> [練習問題 A]: 以下の記録から、文字列「query」を含む行を一行残らず示す。大文字と小文字は区別する。

> [抜粋テキスト]:
──────────────────────────────

日本ならではの文化として注目される自動販売機。進化を遂げて取り扱える食品の幅も拡大し、今や多くの企業が参入する「販売チャネル」となっている。自動販売機の魅力や企業参入が増加する理由、今後の可能性について、“自動販売機マニア”である石田健三郎氏が解説する。
自動販売機に魅了されたのは大学時代。ポーランドから留学中の友人に、「日本に来て一番驚いたのは街中に溢れる自動販売機の姿だ」と言われたことがきっかけです。当時、日本文化史のゼミに所属しており、卒業論文のテーマを決める時期であったため、「自動販売機は日本ならではの文化なのではないか」と考え、調べ始めました。

──────────────────────────────

> [データセット記録]:
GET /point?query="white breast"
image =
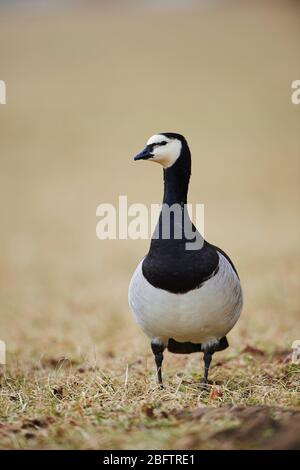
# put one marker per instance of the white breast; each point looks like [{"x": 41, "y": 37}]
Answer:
[{"x": 200, "y": 315}]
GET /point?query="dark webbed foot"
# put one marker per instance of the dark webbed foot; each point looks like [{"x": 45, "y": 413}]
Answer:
[{"x": 158, "y": 349}]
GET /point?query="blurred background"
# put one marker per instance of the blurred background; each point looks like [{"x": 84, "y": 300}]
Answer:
[{"x": 87, "y": 84}]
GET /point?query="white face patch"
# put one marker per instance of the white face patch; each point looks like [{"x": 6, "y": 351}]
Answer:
[{"x": 165, "y": 154}]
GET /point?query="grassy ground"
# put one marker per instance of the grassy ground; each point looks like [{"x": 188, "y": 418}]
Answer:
[{"x": 85, "y": 90}]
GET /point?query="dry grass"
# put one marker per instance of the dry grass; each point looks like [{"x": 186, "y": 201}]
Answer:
[{"x": 85, "y": 89}]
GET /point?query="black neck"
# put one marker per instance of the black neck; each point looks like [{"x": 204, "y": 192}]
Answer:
[{"x": 176, "y": 179}]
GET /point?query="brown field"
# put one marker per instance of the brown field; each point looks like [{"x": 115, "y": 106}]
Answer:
[{"x": 85, "y": 89}]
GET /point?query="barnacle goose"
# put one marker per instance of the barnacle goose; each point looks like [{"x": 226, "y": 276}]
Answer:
[{"x": 185, "y": 300}]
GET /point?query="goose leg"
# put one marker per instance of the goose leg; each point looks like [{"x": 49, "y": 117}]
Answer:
[
  {"x": 158, "y": 349},
  {"x": 207, "y": 360}
]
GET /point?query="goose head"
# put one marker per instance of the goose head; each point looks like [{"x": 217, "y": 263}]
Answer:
[{"x": 165, "y": 148}]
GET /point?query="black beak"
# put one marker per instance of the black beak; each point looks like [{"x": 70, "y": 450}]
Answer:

──────────────────────────────

> [練習問題 B]: 上の自動販売機についての文章を、最後の文の後から書き進める。

> [記述解答 A]:
GET /point?query="white breast"
GET /point?query="dark webbed foot"
GET /point?query="blurred background"
GET /point?query="white face patch"
GET /point?query="grassy ground"
GET /point?query="dry grass"
GET /point?query="black neck"
GET /point?query="brown field"
GET /point?query="barnacle goose"
GET /point?query="goose leg"
GET /point?query="goose head"
GET /point?query="black beak"

> [記述解答 B]:
日本だからこそ流行した
自動販売機という販路
そこからすっかり自動販売機のとりこになってしまったのですが、最大の魅力はなんといってもその“やさしさ”です。日本の自動販売機には、おもてなしの心がたくさん詰まっています。象徴的な例が「ホットアンドコールド」と呼ばれる技術です。これは、ひとつの自動販売機の中で冷たい商品と温かい商品を同時に売る機能のことで、日本人にとってはなじみ深い光景ですが、海外にはほとんど存在していません。実は日本の自動販売機のみの特徴なのです。
その日の気温や気分によって冷たい商品と温かい商品を選択できることは、まさにユーザーに寄り添った“やさしさ”といえます。近年は冷たい・温かいに加えて常温の飲み物を併売するケースも増えてきており、やさしさの幅がどんどん広がっているといえるでしょう。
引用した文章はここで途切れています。